— WHAT THIS TASK INVOLVES —
Each line that follows is to be retyped exactly.

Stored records
# # #
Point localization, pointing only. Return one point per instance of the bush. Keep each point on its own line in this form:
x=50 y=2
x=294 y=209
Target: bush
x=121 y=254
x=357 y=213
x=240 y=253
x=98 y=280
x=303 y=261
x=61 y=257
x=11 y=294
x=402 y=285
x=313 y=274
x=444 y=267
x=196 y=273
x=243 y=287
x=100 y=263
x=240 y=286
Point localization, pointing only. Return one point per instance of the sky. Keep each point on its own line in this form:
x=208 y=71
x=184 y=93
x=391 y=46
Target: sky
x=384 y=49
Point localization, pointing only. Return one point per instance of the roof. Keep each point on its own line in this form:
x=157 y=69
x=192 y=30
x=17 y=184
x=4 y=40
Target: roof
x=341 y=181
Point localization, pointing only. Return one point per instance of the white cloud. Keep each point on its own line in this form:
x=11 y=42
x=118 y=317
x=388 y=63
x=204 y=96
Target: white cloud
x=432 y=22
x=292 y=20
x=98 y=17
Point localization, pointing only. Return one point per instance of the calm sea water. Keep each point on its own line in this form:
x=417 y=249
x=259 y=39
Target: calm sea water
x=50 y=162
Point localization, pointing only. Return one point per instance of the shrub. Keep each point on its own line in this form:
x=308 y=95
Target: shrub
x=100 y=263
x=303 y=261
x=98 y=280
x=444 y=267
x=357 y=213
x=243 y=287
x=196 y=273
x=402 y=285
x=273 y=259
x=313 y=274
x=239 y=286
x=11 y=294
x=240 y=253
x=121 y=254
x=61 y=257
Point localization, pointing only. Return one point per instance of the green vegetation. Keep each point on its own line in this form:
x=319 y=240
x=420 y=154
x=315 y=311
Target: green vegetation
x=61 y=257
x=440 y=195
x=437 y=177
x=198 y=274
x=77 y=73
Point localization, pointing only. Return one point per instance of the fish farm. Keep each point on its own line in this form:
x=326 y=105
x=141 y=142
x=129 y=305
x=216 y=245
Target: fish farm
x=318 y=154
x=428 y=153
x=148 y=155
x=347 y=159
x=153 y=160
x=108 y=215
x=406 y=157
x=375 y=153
# # #
— THE RESULT —
Point localization, pointing only. Return one point per instance of the bush. Keep each point on its own line in this form:
x=50 y=2
x=294 y=209
Target: bush
x=121 y=254
x=357 y=213
x=240 y=253
x=98 y=280
x=303 y=261
x=61 y=257
x=11 y=294
x=402 y=285
x=313 y=274
x=444 y=267
x=196 y=273
x=243 y=287
x=100 y=263
x=240 y=286
Point localization, pointing only. Return one point per instance of the sky. Keep each point on its own line in this form:
x=208 y=71
x=184 y=93
x=391 y=46
Target: sky
x=384 y=49
Point localization, pointing only. Return one point per instance of the roof. Keep each point on its own line in this form:
x=157 y=69
x=192 y=30
x=17 y=184
x=4 y=40
Target: roof
x=341 y=181
Point localization, pointing only. Return one point per instance of the white cloud. Keep each point on its own line in this form:
x=11 y=42
x=118 y=317
x=388 y=63
x=204 y=96
Target: white cloud
x=432 y=22
x=292 y=20
x=98 y=17
Point localization, pointing only. Return one point per instance of the calm sea water. Keep each point on its own line in this form:
x=417 y=249
x=259 y=39
Target: calm sea water
x=50 y=162
Point localization, pointing only. Return one point per instance of the shrub. Keep each point on its own line in this form:
x=308 y=95
Target: shrub
x=100 y=263
x=303 y=261
x=98 y=280
x=444 y=267
x=357 y=213
x=243 y=287
x=196 y=273
x=402 y=285
x=273 y=259
x=313 y=274
x=239 y=286
x=11 y=294
x=240 y=253
x=121 y=254
x=61 y=257
Point localization, pointing only. Return one point per instance of the green vegetation. Keep each point on its own line in this form:
x=319 y=240
x=420 y=154
x=315 y=311
Target: green vegetation
x=61 y=257
x=440 y=195
x=437 y=177
x=198 y=274
x=77 y=73
Point localization, pointing only. Return one point per instance of the fish farm. Keep each point on its own line in this form:
x=326 y=105
x=141 y=142
x=129 y=305
x=216 y=245
Target: fish farm
x=318 y=154
x=428 y=153
x=148 y=155
x=347 y=159
x=153 y=160
x=108 y=215
x=406 y=157
x=375 y=153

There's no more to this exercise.